Reproduce each of the records below with "photo" changed to "image" and nothing else altered. Omit the pictures from your answer.
━━ MATERIALS PROVIDED
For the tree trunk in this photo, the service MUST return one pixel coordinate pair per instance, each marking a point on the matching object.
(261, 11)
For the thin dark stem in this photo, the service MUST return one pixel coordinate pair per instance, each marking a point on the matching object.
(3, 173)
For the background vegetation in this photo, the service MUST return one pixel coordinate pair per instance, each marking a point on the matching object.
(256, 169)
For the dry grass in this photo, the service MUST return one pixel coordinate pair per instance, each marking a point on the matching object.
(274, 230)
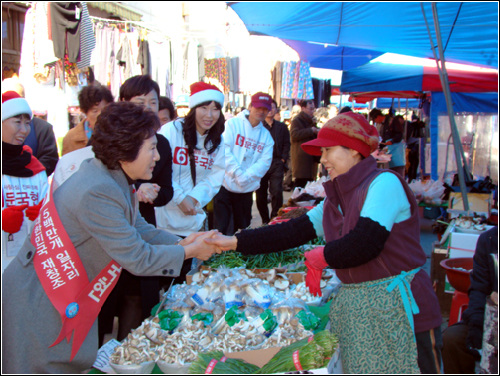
━━━━
> RESPONSE TO THIS TASK:
For the tree trunk in this image, the service MUST return one pixel coordinate pair per instance, each marking a point on the matching object.
(261, 11)
For the thin dark stem in this image, the service MUST return one pixel coordinate pair per instance, each marking a point on the matching object.
(3, 173)
For the background vegetation in this image, the service MUST return one pixel coordinate pair per instance, each marking a point on the matching object.
(256, 169)
For the dry grass in this image, the service MUST return one pixel coordinate pair per instance, each marking a point on the matching object.
(274, 230)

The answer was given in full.